Forced-Air Heating

Throughout most of the country, forced air is the most common form of heating and cool­ing in new construction. Besides quick re­sponse time, the main advantage of forced – air heating lies in the opportunity it gives the homeowner to commission modifications and additions to standard equipment to cre­ate a healthy air-distribution system. A modi­fied system can control humidity, filter air, and introduce fresh, conditioned air from the out­side. Disadvantages of a forced-air system may include greater operating costs, noisy opera­tion, larger space requirements for equipment installation and ductwork housing, deple­tion of negative ions, and the need for regular maintenance and cleaning of ductwork to pre­vent mold and dirt buildup.

Disadvantages of a standard forced-air system can also include distribution of odors and particulate matter, and unwanted dehu­midification. Forced-air heating, which heats air, is considered to be far less comfortable than radiant heating, which heats objects. A forced-air system must be properly designed for appropriate balancing and distribution. Poor indoor air quality, energy inefficiency, and discomfort can result when system design is inadequate.

If forced air is your choice for heating and cooling (in much of the country this may be the only cost-effective choice), you can take advantage of the whole-house air distribution ducting that will already be in place to improve air quality by implementing the steps below:

• Use a fresh-air intake vent from the outside to the furnace to introduce and distrib­ute fresh, tempered ventilation into your home. Locate the vent so that it receives “fresh” air; do not place the vent near trash storage areas or where auto exhaust and other pollutants could be brought inside the house.

• Install enhanced filtration in your forced – air stream. (See the Air Filtration section below.)

• Choose a furnace with sealed combustion to avoid the entry of combustion byprod­ucts into the airstream.

○ ○ ○ ○ ○ ○ ○

- [SET PROBLEM 1]: From the passage on forced-air heating, list every disadvantage of a forced-air system named in the paragraph that begins "Throughout most of the country."
- [SET PROBLEM 2]: Select every line of the records that contains the word "green". Case counts.
The records that follow are unrelated to the passage on forced-air heating.

○ ○ ○ ○ ○ ○ ○

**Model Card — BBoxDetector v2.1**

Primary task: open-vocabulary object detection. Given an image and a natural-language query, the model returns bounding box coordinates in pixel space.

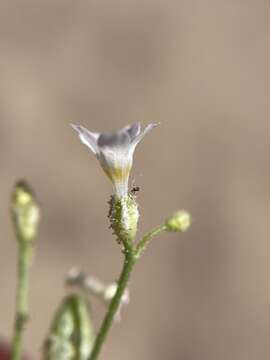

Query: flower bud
[109,194,139,243]
[165,210,191,232]
[11,181,40,242]
[43,294,94,360]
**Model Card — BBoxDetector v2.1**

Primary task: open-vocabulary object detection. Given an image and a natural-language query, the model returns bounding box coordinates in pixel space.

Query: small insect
[131,186,140,195]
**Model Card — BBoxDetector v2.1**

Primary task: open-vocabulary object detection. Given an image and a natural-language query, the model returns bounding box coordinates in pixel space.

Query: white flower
[71,123,157,198]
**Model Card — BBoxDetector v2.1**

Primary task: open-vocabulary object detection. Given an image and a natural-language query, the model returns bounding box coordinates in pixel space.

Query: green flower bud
[43,294,94,360]
[109,194,139,243]
[165,211,191,232]
[11,181,40,242]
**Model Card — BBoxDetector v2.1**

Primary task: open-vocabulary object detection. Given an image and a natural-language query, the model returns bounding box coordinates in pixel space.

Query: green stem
[11,243,32,360]
[89,246,136,360]
[135,224,167,259]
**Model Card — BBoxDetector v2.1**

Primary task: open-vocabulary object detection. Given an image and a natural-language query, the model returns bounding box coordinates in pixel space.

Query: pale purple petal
[70,124,100,154]
[123,122,141,141]
[132,124,158,146]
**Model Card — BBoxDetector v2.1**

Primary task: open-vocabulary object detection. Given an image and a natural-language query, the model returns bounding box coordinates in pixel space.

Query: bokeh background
[0,0,270,360]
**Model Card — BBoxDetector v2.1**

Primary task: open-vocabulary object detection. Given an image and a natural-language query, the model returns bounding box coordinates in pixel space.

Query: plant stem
[135,224,167,259]
[89,246,136,360]
[11,242,32,360]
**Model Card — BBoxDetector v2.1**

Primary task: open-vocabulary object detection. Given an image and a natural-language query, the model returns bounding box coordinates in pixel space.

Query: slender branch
[135,224,167,259]
[89,246,136,360]
[11,242,32,360]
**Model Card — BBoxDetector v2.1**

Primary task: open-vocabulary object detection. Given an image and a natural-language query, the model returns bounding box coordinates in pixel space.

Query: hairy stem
[89,247,135,360]
[11,243,32,360]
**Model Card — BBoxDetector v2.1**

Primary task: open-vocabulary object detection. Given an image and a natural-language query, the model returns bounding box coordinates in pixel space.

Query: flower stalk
[89,246,136,360]
[11,181,39,360]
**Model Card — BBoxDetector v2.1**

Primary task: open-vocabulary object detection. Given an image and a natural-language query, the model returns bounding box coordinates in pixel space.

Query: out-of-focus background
[0,0,270,360]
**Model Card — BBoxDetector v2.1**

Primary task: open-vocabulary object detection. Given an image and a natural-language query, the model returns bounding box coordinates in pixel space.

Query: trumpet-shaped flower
[71,123,157,198]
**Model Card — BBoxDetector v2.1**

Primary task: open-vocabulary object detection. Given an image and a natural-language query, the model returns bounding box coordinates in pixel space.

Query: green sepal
[43,294,95,360]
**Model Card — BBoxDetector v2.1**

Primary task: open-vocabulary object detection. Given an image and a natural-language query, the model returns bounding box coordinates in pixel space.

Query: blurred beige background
[0,0,270,360]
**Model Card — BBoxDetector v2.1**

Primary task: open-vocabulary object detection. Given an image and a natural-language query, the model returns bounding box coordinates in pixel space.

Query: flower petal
[132,123,159,146]
[70,124,100,154]
[97,130,130,148]
[123,122,141,141]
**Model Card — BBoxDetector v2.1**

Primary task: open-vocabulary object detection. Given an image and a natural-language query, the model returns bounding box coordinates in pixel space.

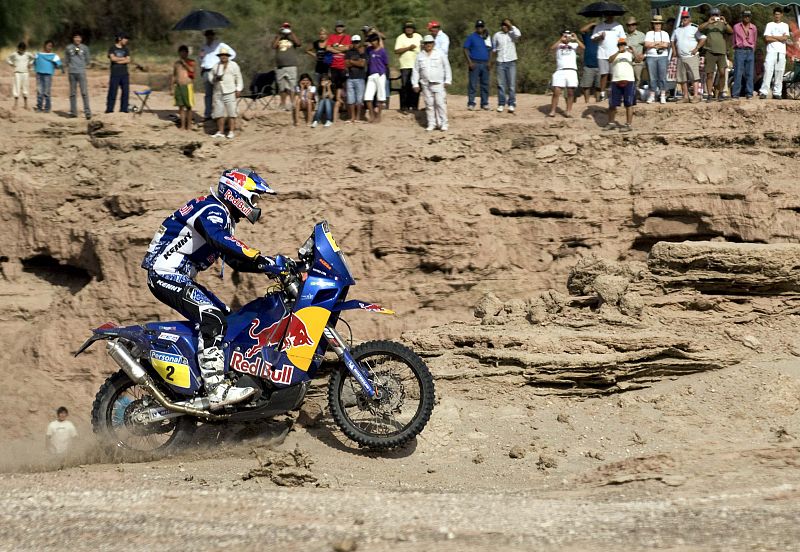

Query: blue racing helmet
[217,169,277,224]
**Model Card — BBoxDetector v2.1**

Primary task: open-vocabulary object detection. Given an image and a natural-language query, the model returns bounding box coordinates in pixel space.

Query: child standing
[7,42,33,109]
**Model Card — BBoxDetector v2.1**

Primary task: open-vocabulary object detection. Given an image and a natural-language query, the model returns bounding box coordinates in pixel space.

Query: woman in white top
[644,15,670,103]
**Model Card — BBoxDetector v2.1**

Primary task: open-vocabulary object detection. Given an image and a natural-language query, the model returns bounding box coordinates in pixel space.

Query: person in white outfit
[411,35,453,132]
[758,8,791,100]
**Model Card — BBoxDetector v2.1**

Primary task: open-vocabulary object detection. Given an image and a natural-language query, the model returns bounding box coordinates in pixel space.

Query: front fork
[323,326,380,399]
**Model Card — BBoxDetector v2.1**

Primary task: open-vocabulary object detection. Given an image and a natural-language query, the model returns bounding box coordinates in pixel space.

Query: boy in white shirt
[758,8,791,100]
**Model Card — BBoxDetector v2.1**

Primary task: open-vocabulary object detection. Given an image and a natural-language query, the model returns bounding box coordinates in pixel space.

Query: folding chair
[237,71,277,113]
[133,88,153,115]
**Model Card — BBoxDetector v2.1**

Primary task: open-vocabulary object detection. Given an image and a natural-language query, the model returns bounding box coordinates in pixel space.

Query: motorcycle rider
[142,169,285,408]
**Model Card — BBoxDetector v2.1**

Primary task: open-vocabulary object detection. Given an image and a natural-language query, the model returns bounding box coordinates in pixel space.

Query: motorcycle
[75,221,435,453]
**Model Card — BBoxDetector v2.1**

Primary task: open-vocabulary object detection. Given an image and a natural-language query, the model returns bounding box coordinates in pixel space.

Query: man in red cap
[428,19,450,57]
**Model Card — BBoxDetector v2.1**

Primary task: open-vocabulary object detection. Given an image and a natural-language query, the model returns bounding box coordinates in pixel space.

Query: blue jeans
[645,56,669,93]
[497,61,517,107]
[106,73,130,113]
[314,98,333,122]
[467,60,489,107]
[731,48,756,98]
[36,73,53,111]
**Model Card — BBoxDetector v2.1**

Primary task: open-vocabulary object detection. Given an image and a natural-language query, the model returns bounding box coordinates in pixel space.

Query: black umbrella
[172,10,231,31]
[578,2,628,17]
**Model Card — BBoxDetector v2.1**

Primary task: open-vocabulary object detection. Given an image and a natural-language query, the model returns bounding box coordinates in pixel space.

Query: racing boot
[198,347,257,410]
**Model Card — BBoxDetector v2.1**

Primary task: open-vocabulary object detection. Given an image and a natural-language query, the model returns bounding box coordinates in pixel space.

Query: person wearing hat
[207,46,244,138]
[428,19,450,57]
[394,21,422,111]
[492,17,522,113]
[672,11,706,103]
[644,15,670,104]
[699,8,733,102]
[625,17,644,88]
[731,10,758,100]
[197,29,236,120]
[464,19,492,111]
[272,23,302,111]
[411,35,453,132]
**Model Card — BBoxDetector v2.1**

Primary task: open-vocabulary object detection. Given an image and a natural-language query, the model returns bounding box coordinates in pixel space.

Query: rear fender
[331,299,394,314]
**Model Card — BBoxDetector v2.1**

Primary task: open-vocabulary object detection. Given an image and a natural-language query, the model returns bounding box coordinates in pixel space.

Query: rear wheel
[92,370,196,456]
[328,341,435,450]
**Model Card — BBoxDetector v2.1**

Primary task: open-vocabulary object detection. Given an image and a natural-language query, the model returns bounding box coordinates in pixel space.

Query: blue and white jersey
[142,195,259,278]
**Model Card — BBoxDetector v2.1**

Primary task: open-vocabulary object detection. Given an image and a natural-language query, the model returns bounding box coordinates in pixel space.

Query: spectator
[492,18,520,113]
[106,34,131,113]
[172,45,195,130]
[580,22,600,103]
[45,406,78,465]
[208,46,244,138]
[592,15,626,100]
[293,73,316,126]
[364,34,389,123]
[272,23,302,111]
[311,75,336,128]
[672,11,706,103]
[306,27,333,84]
[698,8,733,102]
[64,33,92,119]
[603,38,636,132]
[411,35,453,132]
[731,10,758,100]
[33,40,64,113]
[7,42,33,109]
[547,29,585,117]
[428,21,450,57]
[758,8,791,100]
[625,17,644,89]
[198,29,236,120]
[320,21,352,92]
[464,19,492,111]
[344,35,367,123]
[394,21,422,111]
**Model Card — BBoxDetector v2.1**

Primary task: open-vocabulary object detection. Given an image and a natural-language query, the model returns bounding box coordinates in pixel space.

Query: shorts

○ ○ ○ ○ ○ ○ ○

- [WRITTEN ANSWER 1]:
- Greater operating costs
- Noisy operation
- Larger space requirements for equipment installation and ductwork housing
- Depletion of negative ions
- The need for regular maintenance and cleaning of ductwork to prevent mold and dirt buildup

- [WRITTEN ANSWER 2]:
Query: green flower bud
Query: green stem
Query: green sepal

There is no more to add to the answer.